Supplied text →
Their main rivals, the Hausa, whose traditional settlement area is in the far north of Nigeria, tend to reject ethnic prerogatives. Most Hausa have migrated to the Middle Belt since the 1970s, so they cannot argue that they inherited the land from their forefathers. For them, religion is a better means of political mobilisation. This is one of the reasons why the Sharia campaign, which started in 1999 with the end of military rule, found much support among Hausa 'settlers' in the Middle Belt. By calling for the introduction of Sharia, they claimed a divine mandate to take over the state apparatus from the 'infidels' and introduce God's law. In Jos, however, where Muslims were clearly outnumbered by Christians, they had been reluctant, until 9/11, to join the Sharia campaign that had swept most states in northern Nigeria.

Dataset content →

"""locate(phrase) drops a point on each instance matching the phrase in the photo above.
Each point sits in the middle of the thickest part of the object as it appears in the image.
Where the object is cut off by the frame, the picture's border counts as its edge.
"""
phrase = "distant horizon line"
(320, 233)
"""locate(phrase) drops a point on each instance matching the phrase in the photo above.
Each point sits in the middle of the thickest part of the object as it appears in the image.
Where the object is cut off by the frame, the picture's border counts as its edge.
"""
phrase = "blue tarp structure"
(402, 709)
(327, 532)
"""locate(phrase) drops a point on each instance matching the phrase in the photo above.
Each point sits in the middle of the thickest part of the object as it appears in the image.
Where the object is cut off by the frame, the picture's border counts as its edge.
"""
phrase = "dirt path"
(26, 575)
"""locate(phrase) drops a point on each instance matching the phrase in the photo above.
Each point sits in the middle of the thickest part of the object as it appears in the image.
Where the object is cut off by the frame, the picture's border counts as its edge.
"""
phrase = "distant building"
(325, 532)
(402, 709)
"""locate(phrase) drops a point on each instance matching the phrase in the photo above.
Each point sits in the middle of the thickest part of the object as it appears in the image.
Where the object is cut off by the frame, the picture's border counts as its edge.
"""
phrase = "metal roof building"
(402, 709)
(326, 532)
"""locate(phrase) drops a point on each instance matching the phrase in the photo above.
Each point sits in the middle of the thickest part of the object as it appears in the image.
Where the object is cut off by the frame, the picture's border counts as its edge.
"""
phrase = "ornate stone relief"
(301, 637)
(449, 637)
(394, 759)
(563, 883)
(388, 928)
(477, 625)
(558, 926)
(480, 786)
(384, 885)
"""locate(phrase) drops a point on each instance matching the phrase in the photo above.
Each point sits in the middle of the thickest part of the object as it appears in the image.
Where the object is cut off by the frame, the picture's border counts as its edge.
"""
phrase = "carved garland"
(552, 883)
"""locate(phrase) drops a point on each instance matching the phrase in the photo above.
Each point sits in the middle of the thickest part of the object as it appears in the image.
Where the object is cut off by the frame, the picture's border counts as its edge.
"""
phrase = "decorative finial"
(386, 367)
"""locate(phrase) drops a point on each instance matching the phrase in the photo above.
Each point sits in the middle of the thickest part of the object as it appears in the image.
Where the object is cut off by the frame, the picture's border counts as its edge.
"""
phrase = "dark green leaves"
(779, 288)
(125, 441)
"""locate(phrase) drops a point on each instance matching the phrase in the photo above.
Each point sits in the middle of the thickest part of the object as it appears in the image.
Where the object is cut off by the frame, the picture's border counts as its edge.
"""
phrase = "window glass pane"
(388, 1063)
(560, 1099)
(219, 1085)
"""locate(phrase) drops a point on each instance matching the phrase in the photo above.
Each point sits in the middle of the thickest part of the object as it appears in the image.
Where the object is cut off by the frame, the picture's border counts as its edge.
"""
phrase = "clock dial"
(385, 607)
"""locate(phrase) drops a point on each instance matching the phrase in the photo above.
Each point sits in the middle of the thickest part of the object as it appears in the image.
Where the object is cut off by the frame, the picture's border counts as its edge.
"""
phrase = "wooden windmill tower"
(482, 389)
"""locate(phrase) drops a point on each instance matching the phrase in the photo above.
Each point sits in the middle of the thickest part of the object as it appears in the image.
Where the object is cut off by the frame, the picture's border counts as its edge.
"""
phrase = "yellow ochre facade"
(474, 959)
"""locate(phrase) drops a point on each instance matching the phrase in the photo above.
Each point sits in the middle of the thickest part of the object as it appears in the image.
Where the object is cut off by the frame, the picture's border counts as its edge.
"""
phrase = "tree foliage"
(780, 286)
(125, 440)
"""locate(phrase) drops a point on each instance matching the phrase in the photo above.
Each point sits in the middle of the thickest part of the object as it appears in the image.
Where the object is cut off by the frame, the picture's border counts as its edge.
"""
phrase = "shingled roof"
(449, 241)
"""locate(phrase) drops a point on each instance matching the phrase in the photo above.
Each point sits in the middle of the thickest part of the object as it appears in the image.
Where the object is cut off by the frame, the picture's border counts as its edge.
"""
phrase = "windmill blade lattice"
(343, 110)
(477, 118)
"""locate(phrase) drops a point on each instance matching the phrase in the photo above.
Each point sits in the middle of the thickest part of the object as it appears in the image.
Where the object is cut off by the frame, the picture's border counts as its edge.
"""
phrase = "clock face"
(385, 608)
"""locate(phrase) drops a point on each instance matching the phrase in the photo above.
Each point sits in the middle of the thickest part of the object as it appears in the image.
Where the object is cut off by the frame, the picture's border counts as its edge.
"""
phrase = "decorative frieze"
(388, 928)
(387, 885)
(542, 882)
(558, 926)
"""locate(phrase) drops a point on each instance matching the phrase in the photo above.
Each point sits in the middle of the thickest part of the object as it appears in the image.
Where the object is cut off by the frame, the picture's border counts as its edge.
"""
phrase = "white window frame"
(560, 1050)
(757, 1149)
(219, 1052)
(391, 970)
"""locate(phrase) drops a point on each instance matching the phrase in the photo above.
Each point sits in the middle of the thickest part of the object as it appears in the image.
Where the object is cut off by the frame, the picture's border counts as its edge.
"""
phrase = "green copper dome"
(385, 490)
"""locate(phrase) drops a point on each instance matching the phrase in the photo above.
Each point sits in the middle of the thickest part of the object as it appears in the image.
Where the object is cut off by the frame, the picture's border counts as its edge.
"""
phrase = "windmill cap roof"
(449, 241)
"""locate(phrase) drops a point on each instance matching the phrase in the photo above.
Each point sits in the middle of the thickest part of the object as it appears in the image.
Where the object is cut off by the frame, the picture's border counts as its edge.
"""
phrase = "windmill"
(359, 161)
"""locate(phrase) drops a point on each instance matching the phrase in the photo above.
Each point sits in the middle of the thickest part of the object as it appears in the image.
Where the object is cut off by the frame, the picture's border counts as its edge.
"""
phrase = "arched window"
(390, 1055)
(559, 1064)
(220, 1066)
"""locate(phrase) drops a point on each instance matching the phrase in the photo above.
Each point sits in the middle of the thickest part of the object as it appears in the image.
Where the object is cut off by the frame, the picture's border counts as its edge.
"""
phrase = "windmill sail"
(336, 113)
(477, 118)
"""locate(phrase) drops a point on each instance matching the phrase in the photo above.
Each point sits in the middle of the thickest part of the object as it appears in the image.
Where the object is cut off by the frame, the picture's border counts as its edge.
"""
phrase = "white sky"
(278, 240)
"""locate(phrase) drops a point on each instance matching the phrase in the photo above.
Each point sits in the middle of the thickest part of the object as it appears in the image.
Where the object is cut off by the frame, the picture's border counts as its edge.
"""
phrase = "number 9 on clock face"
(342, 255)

Problems to solve →
1. Answer from the Middle Belt passage:
(a) Since when have most Hausa been migrating to the Middle Belt?
(b) In what year did the Sharia campaign start?
(c) Until what event had Muslims in Jos been reluctant to join the Sharia campaign?
2. Write what comes next in the Middle Belt passage, starting after its final sentence.
The listing has no connection to the Middle Belt passage.

Solved tasks →
1.
(a) Since the 1970s.
(b) 1999.
(c) 9/11.

2.
Another group of 'migrants' are the Igbo whose homeland is in southeast Nigeria. Nearly all of them are Christians, and they tend to see themselves, more than other Nigerian peoples, as exponents of a Western way of life. To them it would make sense to identify with the Christian-secular West and join those who fight Muslim 'fanatics'. Yet they have been reluctant to take sides. As members of a vast diaspora of traders and artisans who have suffered persecution in many parts of the north, they are cautious not to be implicated in any major conflict. Moreover, many of them feel a strong resentment towards the indigenous Christians in Jos, and their relationship towards Western powers is quite ambivalent. A study on religious violence by Freedom House, which sought to raise sympathy for the Christian minorities, pointed out that Muslims on their protest marches in north Nigerian cities carried posters of Osama bin Laden, while Christian demonstrators waved American flags.  However, enthusiasm for the West has usually been lukewarm. Among the Igbo, the biggest group of Christians in Nigeria, there is a stronger attachment to Israel than to the US and to European countries.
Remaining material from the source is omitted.